**Source:**
⟨

Cook icon indicating copy to clipboard operation
Cook copied to clipboard

Cook loses track of offers

Open wyegelwel opened this issue 7 years ago • 8 comments

It is possible for Cook to be assigned an offer and then neither accept or reject the offer. I was able to repro this by running a dev cook connected to minimeso and waiting about 10-15 minutes.

A workaround is to start mesos with offer expiry, however it is worth tracking down where cook loses the offers and fixing it.

wyegelwel avatar Mar 27 '17 19:03 wyegelwel

Working on it.

mforsyth avatar Apr 03 '17 13:04 mforsyth

Neither I nor @wyegelwel can reproduce. Looking at the code my suspicion was that, for some reason, at the time, cook was unable to connect to Mesos master in order to decline the offer(s). @wyegelwel can we close until it rears its head?

mforsyth avatar Apr 06 '17 13:04 mforsyth

We are currently using Cook to schedule jobs onto Mesos and end up in a state where jobs are perpetually stuck in "WAITING" state. We have to restart the cook server to get it out of this state but eventually it goes back into the same state again.

Could the problem we see be related to this issue?

Also, if we want to debug this further, how would you suggest we go about it? We don't really see anything suspicious in the logs. Thread dumps and heap dumps look fine too. So, we are not sure where to go next.

itspanzi avatar Jun 05 '18 18:06 itspanzi

Hi @itspanzi, thanks for chiming in. Are you able to reproduce this reliably? If so, could you describe how to reproduce it (e.g. Cook Scheduler configuration, job submissions, etc.)?

dposada avatar Jun 05 '18 18:06 dposada

At the moment, we are running an old version of Cook (0.1.10). So, we are upgrading it today to the latest release version. If the problem still persists, I will add more details here.

⟩

**Complete the following:**
- a) Write out the part of the Cook issue thread starting with "mforsyth avatar Apr 06" and going on through "job submissions, etc.)?", word for word.
- b) Extend the Cook issue thread about lost offers, picking up right after its last comment.

**Items:**
⟨

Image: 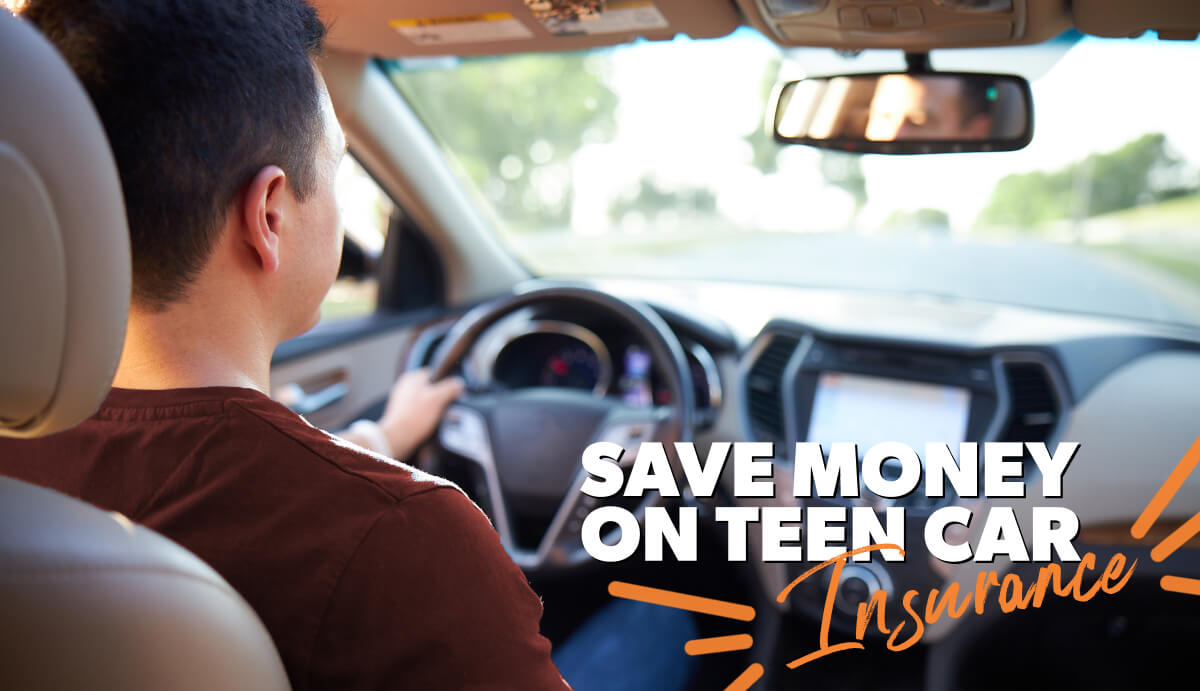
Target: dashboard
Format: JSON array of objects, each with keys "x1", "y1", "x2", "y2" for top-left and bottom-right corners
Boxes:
[
  {"x1": 398, "y1": 280, "x2": 1200, "y2": 686},
  {"x1": 463, "y1": 308, "x2": 724, "y2": 428}
]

⟩

**Results in order:**
- a)
mforsyth avatar Apr 06 '17 13:04 mforsyth

We are currently using Cook to schedule jobs onto Mesos and end up in a state where jobs are perpetually stuck in "WAITING" state. We have to restart the cook server to get it out of this state but eventually it goes back into the same state again.

Could the problem we see be related to this issue?

Also, if we want to debug this further, how would you suggest we go about it? We don't really see anything suspicious in the logs. Thread dumps and heap dumps look fine too. So, we are not sure where to go next.

itspanzi avatar Jun 05 '18 18:06 itspanzi

Hi @itspanzi, thanks for chiming in. Are you able to reproduce this reliably? If so, could you describe how to reproduce it (e.g. Cook Scheduler configuration, job submissions, etc.)?

- b)
Also, a couple of questions:

  • Is there a reason why all scheduled jobs would be sitting in a "waiting" state without actually being picked up by Mesos?
  • Is there a Slack channel where the Cook team hangs out where we can give more details?

itspanzi avatar Jun 05 '18 22:06 itspanzi

One other approach is to used the unscheduled_jobs endpoint, i.e.

http://cook.example.com/unscheduled_jobs?job=5ccf214c-ba94-4304-9959-c6670d4645c6

That should give you some input one why Cook has been rejecting certain offers for the job. Can you try that and let us know what you see?

pschorf avatar Jun 11 '18 15:06 pschorf

@itspanzi We've created a Slack workspace that the dev team is in, feel free to sign up via:

http://cookscheduler.herokuapp.com/

dposada avatar Jun 12 '18 15:06 dposada

Hi @dposada and @pschorf - thanks for following up on this thread. So, we were running cook 0.1.10 and also had a bug in our framework id in Mesos (we somehow ended up with invalid characters in the framework id that Cook used in Mesos).

We fixed the framework id and upgraded to the latest cook version (one from last week). Things seem to be working as expected. We will keep an eye out on it and if we see anything weird, will drop a note here.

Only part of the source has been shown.